== Extracto de la página ==
Sexo, mentiras, drogas y dinero público
«Siglos de picaresca han forjado una sociedad donde los escándalos de malversación se reciben como un buen tema de conversación para la siguiente quedada en el bar»

Ilustración de Alejandra Svriz.
Entras en las redes un par de minutos y no sabes si te hablan del PSOE o de una sexshop de esas de cabinas con mirilla. El cutrerío de las escenas de este socialismo crepuscular nos convierte a todos en Malcolm McDowell viendo la Naranja Mecánica con pinzas en los ojos. No queremos ver esta película. No queremos más pornografía política. Pero tenemos los párpados abiertos con grapas y la función es continua. Ahora sale un toro mecánico: el exministro José Luis Ábalos. Otrora comunista de carné, sus recientes aventuras nos han redefinido los términos de clase obrera y solidaridad. En su universo alternativo, la clase obrera es el personal de hotel que recoge estropicios, metiendo en bolsas las botellas de alcohol vacías y limpiando de las mesas los rastros de «algo blanco». Y la nueva solidaridad socialista consiste en que los españoles les paguemos con nuestros impuestos la juerga eterna.

== Tareas a realizar ==
• 1. ¿Quién firma la ilustración del artículo sobre Ábalos?
• 2. ¿Qué personas se mencionan por su nombre en el artículo sobre Ábalos?
• 3. Retoma el artículo sobre Ábalos a partir de su última frase y continúalo.

== Información proporcionada ==
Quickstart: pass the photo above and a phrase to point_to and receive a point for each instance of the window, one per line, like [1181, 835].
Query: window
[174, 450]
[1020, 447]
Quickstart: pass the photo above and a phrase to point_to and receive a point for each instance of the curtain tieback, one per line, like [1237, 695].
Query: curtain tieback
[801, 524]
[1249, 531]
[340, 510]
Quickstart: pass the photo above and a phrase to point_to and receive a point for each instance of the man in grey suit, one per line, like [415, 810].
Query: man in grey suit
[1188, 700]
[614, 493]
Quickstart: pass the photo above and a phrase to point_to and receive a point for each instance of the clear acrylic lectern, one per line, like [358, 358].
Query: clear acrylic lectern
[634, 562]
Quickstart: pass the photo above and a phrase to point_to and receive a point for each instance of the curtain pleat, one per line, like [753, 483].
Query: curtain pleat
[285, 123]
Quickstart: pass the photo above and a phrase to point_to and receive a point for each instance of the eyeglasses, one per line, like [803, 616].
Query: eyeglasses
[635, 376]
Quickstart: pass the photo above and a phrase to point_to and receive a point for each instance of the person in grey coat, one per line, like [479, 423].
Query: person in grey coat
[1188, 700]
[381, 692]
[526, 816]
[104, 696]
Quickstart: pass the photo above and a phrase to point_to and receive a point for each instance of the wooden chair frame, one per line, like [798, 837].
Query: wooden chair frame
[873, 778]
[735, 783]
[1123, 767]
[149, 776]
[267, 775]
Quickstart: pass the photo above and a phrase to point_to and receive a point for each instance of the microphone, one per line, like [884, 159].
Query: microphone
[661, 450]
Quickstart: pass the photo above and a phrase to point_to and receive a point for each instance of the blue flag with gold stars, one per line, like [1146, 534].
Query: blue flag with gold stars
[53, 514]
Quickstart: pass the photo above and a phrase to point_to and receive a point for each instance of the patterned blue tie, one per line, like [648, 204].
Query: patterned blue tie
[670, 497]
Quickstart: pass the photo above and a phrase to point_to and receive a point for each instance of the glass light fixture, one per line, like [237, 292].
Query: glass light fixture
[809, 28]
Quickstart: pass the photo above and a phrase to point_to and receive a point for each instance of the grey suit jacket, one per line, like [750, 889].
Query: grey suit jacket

== Respuestas por tarea ==
• 1. Alejandra Svriz.

• 2. Alejandra Svriz, Malcolm McDowell y José Luis Ábalos.

• 3.
Los mensajes, recibos y testimonios –filtrados o documentados– perfilan la existencia de un hombre que trata los cargos públicos como un resort de cinco estrellas con upgrade permanente. En comparación con el estilo de vida de un sanchista estándar como Ábalos, aquellas residencias y economatos franquistas para altos cargos se antojan prebendas conmovedoramente pobretonas. De día tenemos a un Ábalos predicando compromiso, vendiendo igualdad y posteando corazoncitos rojos. De noche las fotos y los mensajes –en buena parte admitidos por él mismo– nos esbozan a un Gatsby ibérico, barrigudo y follador, atrincherado en suites de lujo con acompañantas de catálogo, palmoteando carnaza y bebiendo a morro hasta el amanecer. No en vano ha nacido en un pueblo llamado Torrente, que las casualidades las carga el diablo.
¿La ironía? Este defenestrado lugarteniente de Pedro Sánchez fue quien tomó la palabra durante la moción de censura de 2018 contra el todavía presidente Mariano Rajoy, defendiendo machaconamente al PSOE frente al PP y postulándose para devolver a España «la ética pública y la ejemplaridad». Ojo. La ética. Y la ejemplaridad.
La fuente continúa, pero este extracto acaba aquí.